Return the lines below verbatim, with no changes of any kind.

* **Extracted entries**
■ ■ ■ ■

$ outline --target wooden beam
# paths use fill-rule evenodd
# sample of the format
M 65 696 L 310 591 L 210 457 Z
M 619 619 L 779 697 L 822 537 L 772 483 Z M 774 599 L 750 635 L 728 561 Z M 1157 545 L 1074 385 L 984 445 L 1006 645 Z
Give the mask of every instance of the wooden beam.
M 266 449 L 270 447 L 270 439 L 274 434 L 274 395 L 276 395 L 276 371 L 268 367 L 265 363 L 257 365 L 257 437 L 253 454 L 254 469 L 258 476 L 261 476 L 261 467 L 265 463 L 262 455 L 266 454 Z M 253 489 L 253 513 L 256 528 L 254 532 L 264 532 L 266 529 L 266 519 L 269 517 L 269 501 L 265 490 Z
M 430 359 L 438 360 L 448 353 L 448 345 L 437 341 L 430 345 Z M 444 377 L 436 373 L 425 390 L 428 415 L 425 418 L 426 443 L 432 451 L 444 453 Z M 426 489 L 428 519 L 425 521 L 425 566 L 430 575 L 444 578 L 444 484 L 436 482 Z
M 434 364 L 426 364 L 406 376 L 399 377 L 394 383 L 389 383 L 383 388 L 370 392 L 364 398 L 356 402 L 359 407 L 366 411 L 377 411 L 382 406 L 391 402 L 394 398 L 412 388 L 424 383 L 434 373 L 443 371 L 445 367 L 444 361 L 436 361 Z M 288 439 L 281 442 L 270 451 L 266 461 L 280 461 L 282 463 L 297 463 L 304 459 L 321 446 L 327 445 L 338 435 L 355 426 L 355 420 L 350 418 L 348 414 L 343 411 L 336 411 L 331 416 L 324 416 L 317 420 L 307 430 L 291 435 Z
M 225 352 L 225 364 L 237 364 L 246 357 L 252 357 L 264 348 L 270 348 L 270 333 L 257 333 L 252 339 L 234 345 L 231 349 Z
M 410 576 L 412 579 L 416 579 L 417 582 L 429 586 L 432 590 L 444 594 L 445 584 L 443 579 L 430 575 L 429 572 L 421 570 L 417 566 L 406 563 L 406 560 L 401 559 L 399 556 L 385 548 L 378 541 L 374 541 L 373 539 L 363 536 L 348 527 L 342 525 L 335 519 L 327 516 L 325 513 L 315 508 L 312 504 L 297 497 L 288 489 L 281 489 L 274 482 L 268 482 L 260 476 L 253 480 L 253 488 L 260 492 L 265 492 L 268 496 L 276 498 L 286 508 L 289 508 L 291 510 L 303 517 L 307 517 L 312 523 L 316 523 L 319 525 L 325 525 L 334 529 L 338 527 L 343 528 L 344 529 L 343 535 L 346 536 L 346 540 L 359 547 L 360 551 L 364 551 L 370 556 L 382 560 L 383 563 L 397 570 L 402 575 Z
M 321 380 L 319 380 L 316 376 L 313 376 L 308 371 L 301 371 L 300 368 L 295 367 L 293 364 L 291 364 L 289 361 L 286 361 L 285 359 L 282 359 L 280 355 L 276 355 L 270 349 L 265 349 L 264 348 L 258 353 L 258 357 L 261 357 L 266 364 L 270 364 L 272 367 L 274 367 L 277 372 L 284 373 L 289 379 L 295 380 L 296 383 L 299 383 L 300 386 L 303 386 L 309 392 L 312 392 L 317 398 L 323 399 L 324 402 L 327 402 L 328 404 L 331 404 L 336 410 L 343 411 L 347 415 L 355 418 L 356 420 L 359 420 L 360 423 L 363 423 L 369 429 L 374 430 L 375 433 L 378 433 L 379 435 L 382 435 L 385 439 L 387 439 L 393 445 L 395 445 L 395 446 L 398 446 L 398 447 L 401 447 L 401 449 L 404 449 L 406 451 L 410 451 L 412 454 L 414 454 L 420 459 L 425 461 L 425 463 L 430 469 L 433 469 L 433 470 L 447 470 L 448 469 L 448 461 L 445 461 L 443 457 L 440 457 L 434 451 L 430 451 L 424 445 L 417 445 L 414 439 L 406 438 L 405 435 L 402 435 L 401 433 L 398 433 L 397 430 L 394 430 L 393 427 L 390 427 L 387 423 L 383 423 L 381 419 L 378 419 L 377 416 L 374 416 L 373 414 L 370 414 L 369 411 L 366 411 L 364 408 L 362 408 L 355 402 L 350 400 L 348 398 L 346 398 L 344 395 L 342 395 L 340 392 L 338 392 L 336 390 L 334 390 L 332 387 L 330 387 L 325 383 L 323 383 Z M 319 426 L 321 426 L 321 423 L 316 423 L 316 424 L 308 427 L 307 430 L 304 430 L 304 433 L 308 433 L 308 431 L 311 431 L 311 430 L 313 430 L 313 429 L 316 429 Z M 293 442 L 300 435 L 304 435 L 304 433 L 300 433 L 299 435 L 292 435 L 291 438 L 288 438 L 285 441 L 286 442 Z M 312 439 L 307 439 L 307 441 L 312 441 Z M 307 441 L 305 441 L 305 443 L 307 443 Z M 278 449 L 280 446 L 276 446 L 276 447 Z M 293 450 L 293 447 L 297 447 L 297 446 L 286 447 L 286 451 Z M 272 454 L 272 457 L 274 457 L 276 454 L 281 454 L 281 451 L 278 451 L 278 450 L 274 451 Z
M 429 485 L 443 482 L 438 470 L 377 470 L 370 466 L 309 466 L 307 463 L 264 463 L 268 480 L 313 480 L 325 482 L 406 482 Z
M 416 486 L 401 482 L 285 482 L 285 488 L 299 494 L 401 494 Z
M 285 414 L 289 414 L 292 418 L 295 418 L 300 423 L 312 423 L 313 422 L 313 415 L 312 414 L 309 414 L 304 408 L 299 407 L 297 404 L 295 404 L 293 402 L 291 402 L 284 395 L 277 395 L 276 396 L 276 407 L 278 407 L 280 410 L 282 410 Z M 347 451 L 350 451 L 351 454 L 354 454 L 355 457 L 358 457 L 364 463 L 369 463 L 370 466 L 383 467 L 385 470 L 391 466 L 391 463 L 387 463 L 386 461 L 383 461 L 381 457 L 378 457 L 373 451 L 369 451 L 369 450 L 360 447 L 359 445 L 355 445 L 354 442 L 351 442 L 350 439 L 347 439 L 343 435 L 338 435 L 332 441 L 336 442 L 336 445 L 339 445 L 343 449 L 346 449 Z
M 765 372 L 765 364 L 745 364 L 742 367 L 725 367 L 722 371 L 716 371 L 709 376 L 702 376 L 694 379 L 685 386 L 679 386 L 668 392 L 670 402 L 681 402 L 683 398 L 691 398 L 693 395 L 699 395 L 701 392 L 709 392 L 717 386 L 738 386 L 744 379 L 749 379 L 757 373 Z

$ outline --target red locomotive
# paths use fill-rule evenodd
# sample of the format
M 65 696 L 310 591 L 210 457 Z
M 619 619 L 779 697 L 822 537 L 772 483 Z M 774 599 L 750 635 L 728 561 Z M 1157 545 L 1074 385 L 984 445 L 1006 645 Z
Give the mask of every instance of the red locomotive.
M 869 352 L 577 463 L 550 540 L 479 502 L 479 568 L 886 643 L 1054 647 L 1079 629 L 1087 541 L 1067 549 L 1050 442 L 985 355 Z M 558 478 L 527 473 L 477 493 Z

■ ■ ■ ■

* **Reply**
$ outline --target wooden beam
# paths use fill-rule evenodd
# sample of the format
M 65 696 L 310 591 L 210 457 Z
M 619 619 L 779 697 L 822 537 L 772 483 Z M 774 599 L 750 635 L 728 561 Z M 1157 545 L 1074 385 L 984 445 L 1006 645 Z
Give the mask of every instance of the wooden beam.
M 266 449 L 270 447 L 270 439 L 274 434 L 274 395 L 276 395 L 276 371 L 268 367 L 265 363 L 257 365 L 257 437 L 253 454 L 254 469 L 258 476 L 261 476 L 261 467 L 265 463 L 262 455 L 266 454 Z M 253 489 L 253 513 L 256 528 L 254 532 L 264 532 L 266 529 L 266 519 L 269 517 L 269 501 L 265 490 Z
M 430 359 L 438 360 L 448 353 L 448 345 L 437 341 L 430 345 Z M 444 377 L 436 373 L 425 390 L 428 415 L 425 418 L 426 443 L 432 451 L 444 453 Z M 426 489 L 428 519 L 425 521 L 425 566 L 430 575 L 444 578 L 444 484 L 436 482 Z
M 434 364 L 426 364 L 406 376 L 399 377 L 394 383 L 389 383 L 383 388 L 370 392 L 364 398 L 356 402 L 359 407 L 366 411 L 377 411 L 382 406 L 391 402 L 394 398 L 412 388 L 424 383 L 434 373 L 443 371 L 445 367 L 444 361 L 436 361 Z M 288 439 L 281 442 L 270 451 L 266 461 L 280 461 L 282 463 L 297 463 L 304 459 L 321 446 L 327 445 L 338 435 L 355 426 L 355 420 L 350 418 L 348 414 L 343 411 L 336 411 L 331 416 L 324 416 L 317 420 L 307 430 L 291 435 Z
M 225 352 L 225 364 L 237 364 L 246 357 L 252 357 L 264 348 L 270 348 L 270 333 L 257 333 L 252 339 L 234 345 L 231 349 Z
M 410 576 L 412 579 L 416 579 L 417 582 L 429 586 L 432 590 L 444 594 L 445 584 L 443 579 L 430 575 L 429 572 L 421 570 L 417 566 L 406 563 L 406 560 L 401 559 L 399 556 L 385 548 L 378 541 L 374 541 L 373 539 L 363 536 L 348 527 L 342 525 L 335 519 L 327 516 L 325 513 L 315 508 L 312 504 L 297 497 L 288 489 L 281 489 L 274 482 L 268 482 L 260 476 L 253 480 L 253 488 L 260 492 L 265 492 L 268 496 L 276 498 L 286 508 L 289 508 L 291 510 L 303 517 L 307 517 L 312 523 L 316 523 L 319 525 L 325 525 L 334 529 L 338 527 L 343 528 L 344 529 L 343 535 L 346 536 L 346 540 L 359 547 L 360 551 L 364 551 L 370 556 L 382 560 L 383 563 L 397 570 L 402 575 Z
M 321 380 L 319 380 L 316 376 L 313 376 L 308 371 L 301 371 L 300 368 L 295 367 L 293 364 L 291 364 L 289 361 L 286 361 L 285 359 L 282 359 L 280 355 L 276 355 L 270 349 L 265 349 L 264 348 L 258 353 L 258 357 L 261 357 L 266 364 L 270 364 L 272 367 L 274 367 L 277 372 L 284 373 L 289 379 L 295 380 L 296 383 L 299 383 L 300 386 L 303 386 L 309 392 L 312 392 L 317 398 L 323 399 L 324 402 L 327 402 L 328 404 L 331 404 L 336 410 L 343 411 L 347 415 L 355 418 L 356 420 L 359 420 L 360 423 L 363 423 L 369 429 L 374 430 L 375 433 L 378 433 L 379 435 L 382 435 L 385 439 L 387 439 L 393 445 L 395 445 L 395 446 L 398 446 L 398 447 L 401 447 L 401 449 L 404 449 L 406 451 L 410 451 L 412 454 L 414 454 L 420 459 L 425 461 L 425 463 L 430 469 L 433 469 L 433 470 L 447 470 L 448 469 L 448 461 L 445 461 L 443 457 L 440 457 L 434 451 L 430 451 L 424 445 L 417 445 L 414 439 L 406 438 L 405 435 L 402 435 L 401 433 L 398 433 L 397 430 L 394 430 L 393 427 L 390 427 L 387 423 L 383 423 L 381 419 L 378 419 L 377 416 L 374 416 L 373 414 L 370 414 L 369 411 L 366 411 L 364 408 L 362 408 L 355 402 L 350 400 L 348 398 L 346 398 L 344 395 L 342 395 L 340 392 L 338 392 L 336 390 L 334 390 L 332 387 L 330 387 L 325 383 L 323 383 Z M 319 426 L 321 426 L 321 423 L 316 423 L 316 424 L 308 427 L 307 430 L 304 430 L 304 433 L 308 433 L 308 431 L 311 431 L 311 430 L 313 430 L 313 429 L 316 429 Z M 293 442 L 300 435 L 304 435 L 304 433 L 300 433 L 299 435 L 292 435 L 291 438 L 288 438 L 285 441 L 286 442 Z M 312 439 L 307 439 L 307 441 L 312 441 Z M 307 441 L 305 441 L 305 443 L 307 443 Z M 278 449 L 280 446 L 276 446 L 276 447 Z M 293 450 L 293 447 L 297 447 L 297 446 L 286 447 L 286 451 Z M 272 454 L 272 457 L 274 457 L 276 454 L 281 454 L 281 451 L 278 451 L 278 450 L 274 451 Z
M 429 485 L 443 482 L 438 470 L 377 470 L 370 466 L 309 466 L 307 463 L 264 463 L 268 480 L 313 480 L 325 482 L 406 482 Z
M 416 486 L 401 482 L 285 482 L 285 488 L 299 494 L 401 494 Z
M 285 414 L 289 414 L 292 418 L 295 418 L 300 423 L 312 423 L 313 422 L 313 415 L 312 414 L 309 414 L 304 408 L 299 407 L 297 404 L 295 404 L 293 402 L 291 402 L 284 395 L 277 395 L 276 396 L 276 407 L 278 407 L 280 410 L 282 410 Z M 347 451 L 350 451 L 351 454 L 354 454 L 355 457 L 358 457 L 364 463 L 369 463 L 370 466 L 383 467 L 385 470 L 391 466 L 391 463 L 387 463 L 386 461 L 383 461 L 381 457 L 378 457 L 373 451 L 369 451 L 369 450 L 360 447 L 359 445 L 355 445 L 354 442 L 351 442 L 350 439 L 347 439 L 343 435 L 338 435 L 332 441 L 336 442 L 336 445 L 339 445 L 343 449 L 346 449 Z
M 765 372 L 765 364 L 745 364 L 742 367 L 725 367 L 722 371 L 716 371 L 709 376 L 702 376 L 694 379 L 685 386 L 679 386 L 668 392 L 670 402 L 681 402 L 683 398 L 691 398 L 693 395 L 699 395 L 701 392 L 709 392 L 717 386 L 738 386 L 744 379 L 749 379 L 757 373 Z

$ outline --target red locomotive
# paths use fill-rule evenodd
# sample of the format
M 65 696 L 310 591 L 210 457 Z
M 619 619 L 779 697 L 822 537 L 772 483 Z M 774 599 L 750 635 L 728 561 Z M 1157 545 L 1074 385 L 984 445 L 1006 645 Z
Give the mask of every instance of the red locomotive.
M 869 352 L 577 463 L 550 540 L 479 502 L 479 568 L 886 643 L 1054 647 L 1079 629 L 1087 541 L 1067 549 L 1050 442 L 985 355 Z M 558 478 L 527 473 L 477 493 Z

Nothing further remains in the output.